[WHAT YOU WILL DO]:
Determine the number of lines below that contain the string "shirt", and state only that number.

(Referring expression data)
**********

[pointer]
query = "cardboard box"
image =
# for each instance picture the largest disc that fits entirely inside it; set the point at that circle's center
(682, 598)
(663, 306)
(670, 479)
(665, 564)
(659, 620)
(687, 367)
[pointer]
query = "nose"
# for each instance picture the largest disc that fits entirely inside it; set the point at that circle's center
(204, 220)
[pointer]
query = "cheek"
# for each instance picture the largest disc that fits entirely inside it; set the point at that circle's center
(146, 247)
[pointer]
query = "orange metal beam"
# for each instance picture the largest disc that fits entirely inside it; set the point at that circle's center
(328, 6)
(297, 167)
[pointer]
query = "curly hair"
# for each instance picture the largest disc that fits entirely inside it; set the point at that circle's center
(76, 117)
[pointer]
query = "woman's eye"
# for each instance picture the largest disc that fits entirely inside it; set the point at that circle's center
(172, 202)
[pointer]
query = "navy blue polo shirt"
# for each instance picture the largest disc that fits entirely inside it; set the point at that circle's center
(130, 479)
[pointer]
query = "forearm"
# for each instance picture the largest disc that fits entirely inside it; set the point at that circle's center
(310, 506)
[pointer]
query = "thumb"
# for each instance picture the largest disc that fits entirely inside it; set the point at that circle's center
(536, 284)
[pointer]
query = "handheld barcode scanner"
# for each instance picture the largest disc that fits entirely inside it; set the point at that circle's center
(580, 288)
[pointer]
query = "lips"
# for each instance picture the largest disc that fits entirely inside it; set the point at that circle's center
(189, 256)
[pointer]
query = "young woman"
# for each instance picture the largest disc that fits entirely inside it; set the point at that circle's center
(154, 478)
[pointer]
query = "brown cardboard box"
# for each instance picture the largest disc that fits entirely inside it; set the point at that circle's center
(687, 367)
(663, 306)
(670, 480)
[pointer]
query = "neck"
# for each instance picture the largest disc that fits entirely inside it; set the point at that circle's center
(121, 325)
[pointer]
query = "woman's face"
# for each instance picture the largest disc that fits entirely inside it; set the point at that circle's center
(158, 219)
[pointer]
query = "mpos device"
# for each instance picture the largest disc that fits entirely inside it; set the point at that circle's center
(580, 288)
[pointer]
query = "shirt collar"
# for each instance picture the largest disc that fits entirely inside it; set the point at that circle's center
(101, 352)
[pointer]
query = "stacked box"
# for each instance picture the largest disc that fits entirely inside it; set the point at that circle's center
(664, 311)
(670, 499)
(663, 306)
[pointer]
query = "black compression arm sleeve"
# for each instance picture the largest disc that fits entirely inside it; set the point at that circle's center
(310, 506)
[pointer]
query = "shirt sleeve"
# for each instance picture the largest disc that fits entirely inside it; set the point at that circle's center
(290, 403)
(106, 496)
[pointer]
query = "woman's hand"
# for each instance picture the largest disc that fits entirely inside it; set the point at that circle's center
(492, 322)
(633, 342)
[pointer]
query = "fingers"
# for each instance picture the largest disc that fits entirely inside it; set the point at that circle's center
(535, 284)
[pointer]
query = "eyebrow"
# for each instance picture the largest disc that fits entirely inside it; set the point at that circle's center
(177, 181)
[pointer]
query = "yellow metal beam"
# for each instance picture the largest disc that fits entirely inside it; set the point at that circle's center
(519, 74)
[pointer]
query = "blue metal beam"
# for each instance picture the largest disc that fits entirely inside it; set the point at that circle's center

**********

[SOLUTION FOR THIS PROBLEM]:
3